What you will do. Continue the essay on the publication history of the Curiosities of Literature, starting right after its final sentence.

Text section.
#####

In Benjamin Disraeli’s memoir of his father, he mentions in passing an outline of the publication history of the latter’s Curiosities of Literature. He writes that the first volume was issued in 1791, a second followed in 1794, a third in 1817, and three more in 1823. For some time I took this account at face-value, and blithely supposed that the book had undergone a simple process of accretion, with each edition revised and enlarged from the one before. I was only disabused of this notion on my first perusal of the first volume of the fourth edition (1798), which is presented on-line by Google Print. This proved to be suprisingly different to the Victorian versions of the book I had grown familiar with. Not only had many articles been added in later versions of the Curiosities, but many others had been radically reworked, and others still discreetly retired.
The Curiosities’ bibliography was evidently more complex than I'd naïvely supposed. Having scraped together a good deal of scattered information about it from the internet, and having supplemented this with the bibliographical information in James Ogden’s 1968 biography of D’Israeli, the following represents the current extent of my knowledge.

#####

Information supplied.
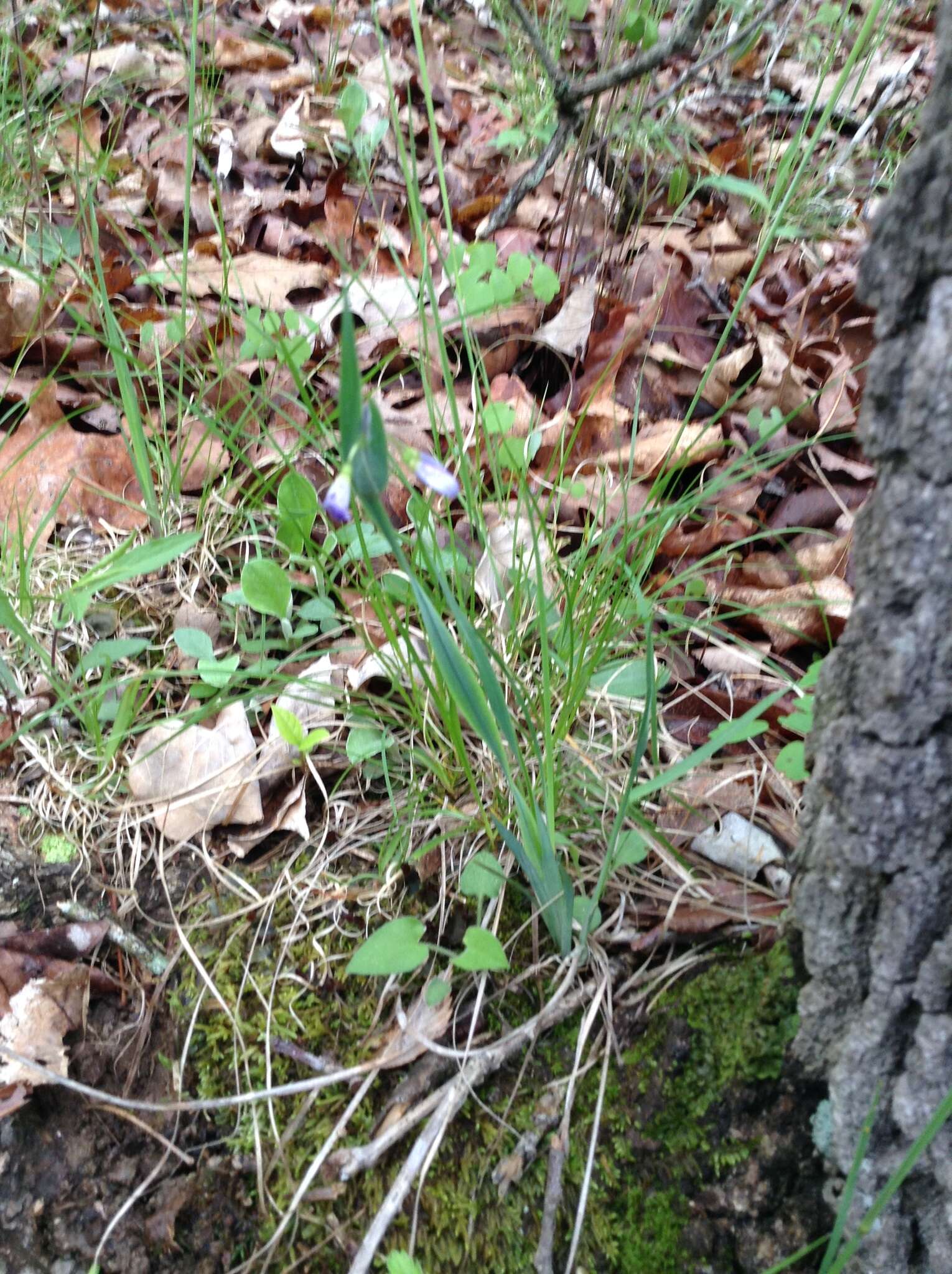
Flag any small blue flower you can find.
[414,451,460,500]
[321,469,350,523]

#####

Result.
The first edition of the book was published anonymously in 1791, in the form of a single octavo volume. A second edition followed the year after. In 1793, ‘volume the second’ appeared, which was the first instalment of Curiosities to bear D’Israeli’s name. The same busy year saw a third edition of the first volume, and (1793/4) a second edition of the second volume. A two-volume fourth edition was published in 1798, only slightly expanded from the third. The first nineteenth-century edition, the two-volume fifth of 1807, saw extensive revisions: several new articles were added, many more were omitted, and, of the remainder, most were at least slightly amended, and many were rewritten throughout. The sixth edition of 1817 was the first to run to three volumes, the third of which contained thirty-three new articles. The ‘second series’ of Curiosities was first published in 1823, as a three volume set, alongside a five-volume edition of the first series: its seventh edition. The new series was reprinted the following year, without any further additions, as was the the first series—albeit this time in three volumes: I presume this qualifies as the eighth edition, although it doesn’t seem to have been sold as such. All of these were published in London by John Murray.
The ninth edition was published by Edward Moxon in 1834, and comprised six duodecimo volumes. The tenth, in contrast, which came out four years later, contained the same text in a single small quarto volume. The following year saw an eleventh edition, including a new preface which alluded to a recent polemic between D’Israeli and the writer Bolton Corney. This was punctually followed by a twelfth (1841) and a thirteenth edition, the last to be issued in D’Israeli’s lifetime. A fourteenth edition, again published by Moxon, and this time in three volumes, was issued posthumously, having been edited, and augmented by a memoir and notes, by the then Rt. Hon. Benjamin Disraeli. This was published in 1849. Further posthumous editions followed in 1851 and 1854.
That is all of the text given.